- **EXTRAIT DU TEXTE**:
--------

Marie NDiaye, femme puissante

Marie NDiaye

J’étais à l’étranger, en train de confronter mon identité nationale à celle des citoyens de la République tchèque lorsqu’a éclaté, dans notre beau pays de France une de ces polémiques politico-littéraires dont il raffole. Le 18 août dernier, dans un entretien accordé aux Inrockuptibles, organe central de la branchitude bien-pensante, la romancière Marie NDiaye, toute nouvellement auréolée du prix Goncourt, avait affirmé que la France de Nicolas Sarkozy était « monstrueuse ».
Pour bien montrer qu’il ne s’agissait pas là seulement de paroles verbales, elle précisait : « Nous sommes partis [à Berlin] juste après l’élection [présidentielle] en grande partie à cause de Sarkozy (…). Je trouve détestable cette atmosphère de flicage, de vulgarité ».
Etant issu d’une famille qui fit, au siècle dernier le chemin inverse pour des raisons qu’il n’est pas besoin de rappeler en détail, sinon qu’en matière de flicage et de vulgarité le Berlin, de 1933 n’était pas mal non plus, je me suis senti interpellé, et même interpellé quelque part.

Sur le moment, ces déclarations étaient passées inaperçues, mais l’attribution du prix Goncourt à l’auteur de Trois femmes puissantes leur a donné l’écho qu’elles méritaient.

Serais-je à ce point aveuglé par les avantages sybaritiques liés aux conditions de vie dans la République française pour ne pas voir que ce pays est devenu monstrueux depuis l’arrivée de Nicolas Sarkozy à l’Elysée ?
Dans ce cas, Marie NDiaye serait tout-à-fait dans le rôle nécessaire et admirable de l’écrivain qui révèle par son art et son comportement social une réalité non encore parvenue à la conscience du grand public. L’exil comme protestation suprême contre la toute-puissance des tyrans, celui de Victor Hugo, Thomas Mann, Alexandre Soljenitsyne serait alors celui choisi par Marie NDiaye pour mener son combat culturel et politique.

--------

- **DONNÉES**:
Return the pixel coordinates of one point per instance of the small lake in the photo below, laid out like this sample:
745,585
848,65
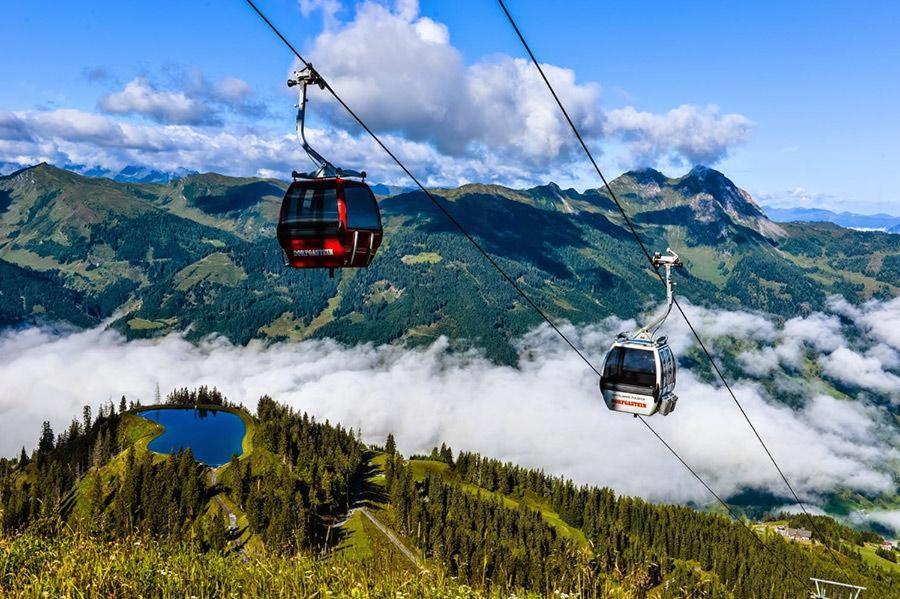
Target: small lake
213,436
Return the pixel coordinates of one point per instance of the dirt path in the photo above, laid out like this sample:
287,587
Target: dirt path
392,538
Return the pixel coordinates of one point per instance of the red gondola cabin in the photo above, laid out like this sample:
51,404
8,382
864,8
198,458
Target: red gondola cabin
329,223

--------

- **CONSIGNE**:
D'après l'extrait sur Marie NDiaye, dans quel magazine la romancière a-t-elle qualifié de « monstrueuse » la France de Nicolas Sarkozy ?

- **RÉPONSE**:
Dans les Inrockuptibles, lors d'un entretien publié le 18 août.